## TASK DETAILS
Take every line from the records below that includes the word "image".

## STORED DATA
◇ ◇ ◇ ◇

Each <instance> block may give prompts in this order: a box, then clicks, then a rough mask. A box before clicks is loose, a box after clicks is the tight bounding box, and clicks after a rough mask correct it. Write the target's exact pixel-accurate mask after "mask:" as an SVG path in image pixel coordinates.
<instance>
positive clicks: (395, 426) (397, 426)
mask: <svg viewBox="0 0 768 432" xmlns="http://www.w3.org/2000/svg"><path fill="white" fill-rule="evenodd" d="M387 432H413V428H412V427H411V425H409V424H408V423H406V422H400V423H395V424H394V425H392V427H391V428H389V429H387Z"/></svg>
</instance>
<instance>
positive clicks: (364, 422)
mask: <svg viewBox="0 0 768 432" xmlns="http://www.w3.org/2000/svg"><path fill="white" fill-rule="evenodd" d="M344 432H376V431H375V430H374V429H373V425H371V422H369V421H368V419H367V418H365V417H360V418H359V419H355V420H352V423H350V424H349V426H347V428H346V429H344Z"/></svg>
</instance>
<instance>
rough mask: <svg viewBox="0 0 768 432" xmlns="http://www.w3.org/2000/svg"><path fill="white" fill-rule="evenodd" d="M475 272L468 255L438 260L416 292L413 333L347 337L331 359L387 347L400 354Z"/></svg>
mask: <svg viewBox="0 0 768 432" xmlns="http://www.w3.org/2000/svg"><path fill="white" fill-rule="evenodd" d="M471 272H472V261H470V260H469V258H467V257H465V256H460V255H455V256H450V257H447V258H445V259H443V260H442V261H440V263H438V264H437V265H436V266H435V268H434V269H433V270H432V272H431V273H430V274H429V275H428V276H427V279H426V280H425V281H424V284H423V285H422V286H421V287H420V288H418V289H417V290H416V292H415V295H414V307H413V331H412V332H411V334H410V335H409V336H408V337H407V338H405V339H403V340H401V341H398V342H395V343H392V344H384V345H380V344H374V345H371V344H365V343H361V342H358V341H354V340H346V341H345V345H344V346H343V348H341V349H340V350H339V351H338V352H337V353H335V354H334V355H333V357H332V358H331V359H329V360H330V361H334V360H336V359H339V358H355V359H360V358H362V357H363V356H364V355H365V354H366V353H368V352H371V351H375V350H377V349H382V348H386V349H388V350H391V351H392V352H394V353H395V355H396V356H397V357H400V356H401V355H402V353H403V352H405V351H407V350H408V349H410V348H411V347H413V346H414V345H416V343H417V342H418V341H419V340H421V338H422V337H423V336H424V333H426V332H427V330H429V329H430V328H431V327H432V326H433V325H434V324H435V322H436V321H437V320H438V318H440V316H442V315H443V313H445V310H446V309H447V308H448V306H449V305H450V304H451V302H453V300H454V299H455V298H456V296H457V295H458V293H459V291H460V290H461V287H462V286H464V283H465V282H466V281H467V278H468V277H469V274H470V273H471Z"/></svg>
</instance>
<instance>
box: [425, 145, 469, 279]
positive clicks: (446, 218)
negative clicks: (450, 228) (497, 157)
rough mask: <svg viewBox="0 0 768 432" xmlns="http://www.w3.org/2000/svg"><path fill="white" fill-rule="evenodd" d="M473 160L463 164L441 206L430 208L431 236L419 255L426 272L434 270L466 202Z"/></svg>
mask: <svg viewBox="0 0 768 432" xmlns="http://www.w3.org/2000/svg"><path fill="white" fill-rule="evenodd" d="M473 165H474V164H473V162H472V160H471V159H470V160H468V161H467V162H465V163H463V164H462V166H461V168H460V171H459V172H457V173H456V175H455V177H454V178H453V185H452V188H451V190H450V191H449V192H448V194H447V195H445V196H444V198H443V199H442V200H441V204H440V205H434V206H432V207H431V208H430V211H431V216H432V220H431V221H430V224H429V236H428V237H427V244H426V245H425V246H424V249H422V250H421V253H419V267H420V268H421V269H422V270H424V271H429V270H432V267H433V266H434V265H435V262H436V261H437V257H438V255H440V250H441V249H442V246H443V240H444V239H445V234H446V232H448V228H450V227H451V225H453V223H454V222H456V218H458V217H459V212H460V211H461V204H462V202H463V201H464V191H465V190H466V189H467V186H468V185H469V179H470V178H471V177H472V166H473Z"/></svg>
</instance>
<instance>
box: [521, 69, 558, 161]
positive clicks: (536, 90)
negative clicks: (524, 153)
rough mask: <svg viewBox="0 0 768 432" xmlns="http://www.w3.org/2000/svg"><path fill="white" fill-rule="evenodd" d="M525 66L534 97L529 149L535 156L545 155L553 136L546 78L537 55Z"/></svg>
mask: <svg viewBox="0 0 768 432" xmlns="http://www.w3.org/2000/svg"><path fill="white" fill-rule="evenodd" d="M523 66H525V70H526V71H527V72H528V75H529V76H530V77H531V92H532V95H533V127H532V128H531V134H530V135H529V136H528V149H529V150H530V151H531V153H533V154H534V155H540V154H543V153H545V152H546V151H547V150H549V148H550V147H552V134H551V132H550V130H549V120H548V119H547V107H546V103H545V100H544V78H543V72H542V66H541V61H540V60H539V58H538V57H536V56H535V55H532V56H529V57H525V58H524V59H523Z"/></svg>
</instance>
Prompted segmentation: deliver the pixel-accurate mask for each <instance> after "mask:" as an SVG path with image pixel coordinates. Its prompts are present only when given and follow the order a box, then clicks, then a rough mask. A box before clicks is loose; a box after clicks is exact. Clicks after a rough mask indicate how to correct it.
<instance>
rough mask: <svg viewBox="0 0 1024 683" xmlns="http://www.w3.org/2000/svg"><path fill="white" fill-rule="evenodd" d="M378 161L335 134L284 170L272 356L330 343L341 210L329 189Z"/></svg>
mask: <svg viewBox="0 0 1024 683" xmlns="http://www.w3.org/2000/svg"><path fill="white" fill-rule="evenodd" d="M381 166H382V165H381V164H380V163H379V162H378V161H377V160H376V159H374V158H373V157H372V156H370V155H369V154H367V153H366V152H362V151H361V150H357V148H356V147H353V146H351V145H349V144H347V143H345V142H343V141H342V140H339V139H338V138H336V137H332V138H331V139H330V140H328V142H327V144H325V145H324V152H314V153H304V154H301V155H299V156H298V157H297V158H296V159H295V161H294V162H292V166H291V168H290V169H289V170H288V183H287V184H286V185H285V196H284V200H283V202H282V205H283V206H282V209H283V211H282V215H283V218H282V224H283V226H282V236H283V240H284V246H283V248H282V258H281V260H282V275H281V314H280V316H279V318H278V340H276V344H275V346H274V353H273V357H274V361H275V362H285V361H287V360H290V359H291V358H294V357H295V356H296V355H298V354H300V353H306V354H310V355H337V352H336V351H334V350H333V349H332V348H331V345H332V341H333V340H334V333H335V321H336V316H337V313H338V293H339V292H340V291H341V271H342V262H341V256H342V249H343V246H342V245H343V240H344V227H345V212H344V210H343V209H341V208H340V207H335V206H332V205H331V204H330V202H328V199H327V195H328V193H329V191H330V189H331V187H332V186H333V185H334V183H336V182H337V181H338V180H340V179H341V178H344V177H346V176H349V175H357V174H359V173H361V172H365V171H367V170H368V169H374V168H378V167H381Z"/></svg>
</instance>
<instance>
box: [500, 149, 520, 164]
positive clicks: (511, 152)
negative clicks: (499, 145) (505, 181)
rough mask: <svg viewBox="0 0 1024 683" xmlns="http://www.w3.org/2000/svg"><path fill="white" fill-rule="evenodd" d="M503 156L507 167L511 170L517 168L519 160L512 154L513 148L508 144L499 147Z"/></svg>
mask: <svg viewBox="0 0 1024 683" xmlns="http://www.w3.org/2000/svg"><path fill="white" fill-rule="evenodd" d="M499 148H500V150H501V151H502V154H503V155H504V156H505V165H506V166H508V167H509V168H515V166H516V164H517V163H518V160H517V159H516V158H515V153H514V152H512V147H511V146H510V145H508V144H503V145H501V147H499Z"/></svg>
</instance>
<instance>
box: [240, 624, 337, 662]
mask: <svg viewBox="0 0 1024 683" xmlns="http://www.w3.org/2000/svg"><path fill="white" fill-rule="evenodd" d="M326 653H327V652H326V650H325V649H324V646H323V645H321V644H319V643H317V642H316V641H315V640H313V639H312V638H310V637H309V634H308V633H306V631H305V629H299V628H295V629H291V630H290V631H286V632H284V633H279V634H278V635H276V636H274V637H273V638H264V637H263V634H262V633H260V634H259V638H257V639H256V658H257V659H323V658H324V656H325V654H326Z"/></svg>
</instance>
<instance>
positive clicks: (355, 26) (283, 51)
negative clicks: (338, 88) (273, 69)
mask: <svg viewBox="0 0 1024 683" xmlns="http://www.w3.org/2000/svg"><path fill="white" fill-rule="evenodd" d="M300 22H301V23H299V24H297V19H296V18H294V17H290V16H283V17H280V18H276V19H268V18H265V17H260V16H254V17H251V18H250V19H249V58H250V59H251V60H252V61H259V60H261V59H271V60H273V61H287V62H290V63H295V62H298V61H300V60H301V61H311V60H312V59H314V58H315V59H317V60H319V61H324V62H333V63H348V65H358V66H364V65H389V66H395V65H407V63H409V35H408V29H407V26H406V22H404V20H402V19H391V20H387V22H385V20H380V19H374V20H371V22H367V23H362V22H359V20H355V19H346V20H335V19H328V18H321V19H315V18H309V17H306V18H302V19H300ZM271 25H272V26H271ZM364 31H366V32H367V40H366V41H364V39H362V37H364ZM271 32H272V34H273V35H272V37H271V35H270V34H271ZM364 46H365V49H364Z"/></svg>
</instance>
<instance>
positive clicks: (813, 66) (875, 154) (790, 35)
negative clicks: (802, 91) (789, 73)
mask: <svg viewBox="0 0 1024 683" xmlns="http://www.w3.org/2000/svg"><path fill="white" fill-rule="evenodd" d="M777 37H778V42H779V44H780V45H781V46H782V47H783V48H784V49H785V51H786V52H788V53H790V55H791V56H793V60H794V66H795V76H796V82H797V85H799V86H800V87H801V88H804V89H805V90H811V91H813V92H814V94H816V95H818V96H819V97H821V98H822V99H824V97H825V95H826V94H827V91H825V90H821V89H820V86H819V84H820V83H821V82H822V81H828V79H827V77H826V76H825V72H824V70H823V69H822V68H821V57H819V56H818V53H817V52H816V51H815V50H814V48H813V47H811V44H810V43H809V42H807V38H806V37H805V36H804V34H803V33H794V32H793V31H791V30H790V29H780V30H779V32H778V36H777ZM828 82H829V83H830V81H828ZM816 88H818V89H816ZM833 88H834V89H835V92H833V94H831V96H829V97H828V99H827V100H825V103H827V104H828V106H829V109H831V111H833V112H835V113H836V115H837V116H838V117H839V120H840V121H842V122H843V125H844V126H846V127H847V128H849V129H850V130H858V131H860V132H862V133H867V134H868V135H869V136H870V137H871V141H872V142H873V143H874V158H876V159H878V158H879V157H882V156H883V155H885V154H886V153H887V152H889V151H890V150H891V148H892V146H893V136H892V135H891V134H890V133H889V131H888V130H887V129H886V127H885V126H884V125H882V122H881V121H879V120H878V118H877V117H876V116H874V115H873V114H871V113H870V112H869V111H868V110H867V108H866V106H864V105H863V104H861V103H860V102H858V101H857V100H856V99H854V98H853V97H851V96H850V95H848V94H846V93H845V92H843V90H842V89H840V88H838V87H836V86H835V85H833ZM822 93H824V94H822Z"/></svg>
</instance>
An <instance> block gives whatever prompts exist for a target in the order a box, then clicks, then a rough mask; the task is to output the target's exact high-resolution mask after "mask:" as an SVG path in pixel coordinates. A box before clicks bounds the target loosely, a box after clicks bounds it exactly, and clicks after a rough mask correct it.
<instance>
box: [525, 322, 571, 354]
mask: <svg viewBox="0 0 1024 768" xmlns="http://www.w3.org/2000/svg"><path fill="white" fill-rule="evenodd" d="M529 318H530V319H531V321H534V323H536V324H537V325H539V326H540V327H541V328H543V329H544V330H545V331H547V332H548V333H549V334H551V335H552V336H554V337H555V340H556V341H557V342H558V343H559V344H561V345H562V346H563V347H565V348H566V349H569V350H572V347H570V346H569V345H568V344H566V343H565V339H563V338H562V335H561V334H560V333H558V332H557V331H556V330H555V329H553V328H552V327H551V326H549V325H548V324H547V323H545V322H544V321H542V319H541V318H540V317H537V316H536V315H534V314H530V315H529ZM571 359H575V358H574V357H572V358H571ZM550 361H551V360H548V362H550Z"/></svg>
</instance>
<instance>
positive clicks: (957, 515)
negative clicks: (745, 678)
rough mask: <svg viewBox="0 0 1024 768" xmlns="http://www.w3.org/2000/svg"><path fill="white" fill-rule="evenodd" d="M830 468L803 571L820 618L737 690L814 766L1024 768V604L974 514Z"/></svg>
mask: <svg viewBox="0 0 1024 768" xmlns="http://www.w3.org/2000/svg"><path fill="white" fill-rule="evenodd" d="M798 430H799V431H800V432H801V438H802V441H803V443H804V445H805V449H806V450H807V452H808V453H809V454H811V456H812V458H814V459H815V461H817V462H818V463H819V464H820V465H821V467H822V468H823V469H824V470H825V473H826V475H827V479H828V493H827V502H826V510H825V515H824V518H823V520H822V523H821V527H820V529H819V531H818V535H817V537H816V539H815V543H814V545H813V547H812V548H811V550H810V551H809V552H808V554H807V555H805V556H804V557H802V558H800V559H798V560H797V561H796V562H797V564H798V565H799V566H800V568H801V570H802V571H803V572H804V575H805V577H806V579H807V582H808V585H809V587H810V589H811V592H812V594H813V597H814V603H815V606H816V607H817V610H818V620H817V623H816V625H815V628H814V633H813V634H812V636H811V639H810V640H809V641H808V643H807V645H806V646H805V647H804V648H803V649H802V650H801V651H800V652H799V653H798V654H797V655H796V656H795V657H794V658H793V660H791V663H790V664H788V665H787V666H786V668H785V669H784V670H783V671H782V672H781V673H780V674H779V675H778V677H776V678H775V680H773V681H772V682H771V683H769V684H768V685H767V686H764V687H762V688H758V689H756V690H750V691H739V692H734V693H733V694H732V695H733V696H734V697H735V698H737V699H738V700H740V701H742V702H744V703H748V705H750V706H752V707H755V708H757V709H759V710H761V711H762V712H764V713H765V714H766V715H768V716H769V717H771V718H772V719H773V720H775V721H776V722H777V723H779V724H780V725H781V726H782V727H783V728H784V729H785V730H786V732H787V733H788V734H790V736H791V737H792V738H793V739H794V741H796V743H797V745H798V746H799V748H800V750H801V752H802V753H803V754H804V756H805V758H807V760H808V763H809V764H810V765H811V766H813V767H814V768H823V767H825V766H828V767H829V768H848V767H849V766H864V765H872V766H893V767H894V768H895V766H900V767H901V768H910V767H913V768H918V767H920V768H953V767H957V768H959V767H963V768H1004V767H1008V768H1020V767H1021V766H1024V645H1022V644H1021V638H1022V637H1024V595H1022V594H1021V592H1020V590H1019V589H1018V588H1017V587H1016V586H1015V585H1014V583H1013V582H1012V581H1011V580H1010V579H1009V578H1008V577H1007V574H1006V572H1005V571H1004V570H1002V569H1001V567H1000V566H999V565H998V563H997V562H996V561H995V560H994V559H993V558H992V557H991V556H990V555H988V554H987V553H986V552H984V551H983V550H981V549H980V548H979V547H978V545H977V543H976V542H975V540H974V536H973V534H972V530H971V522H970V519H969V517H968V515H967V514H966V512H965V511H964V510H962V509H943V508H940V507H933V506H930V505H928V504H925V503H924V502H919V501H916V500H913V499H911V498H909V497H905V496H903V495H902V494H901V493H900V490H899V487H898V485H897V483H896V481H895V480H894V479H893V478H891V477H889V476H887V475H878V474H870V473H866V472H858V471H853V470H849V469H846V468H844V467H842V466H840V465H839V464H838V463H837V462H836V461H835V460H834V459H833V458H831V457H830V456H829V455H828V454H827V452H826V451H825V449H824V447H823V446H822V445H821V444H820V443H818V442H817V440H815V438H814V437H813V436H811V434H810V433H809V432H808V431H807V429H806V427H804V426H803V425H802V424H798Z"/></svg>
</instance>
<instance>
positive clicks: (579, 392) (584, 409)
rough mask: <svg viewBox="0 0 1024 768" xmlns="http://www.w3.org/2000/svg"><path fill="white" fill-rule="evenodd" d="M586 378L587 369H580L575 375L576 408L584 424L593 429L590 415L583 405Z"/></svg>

◇ ◇ ◇ ◇

## SOLVED EXERCISE
Each <instance> block may give prompts in this order: a box, then clicks, then a rough mask. A box before clicks is loose, a box after clicks is the tight bounding box, and clicks after a rough mask correct it. Write the target's exact pixel-accurate mask after "mask:" as an SVG path in image pixel coordinates.
Prompted segmentation: deliver the pixel-accurate mask for each <instance> after "mask:" as an SVG path with image pixel coordinates. Its prompts are present only when given and follow the order a box, then clicks, then a rough mask. A box before clicks is loose; a box after clicks is exact. Clicks after a rough mask indicate how to correct it.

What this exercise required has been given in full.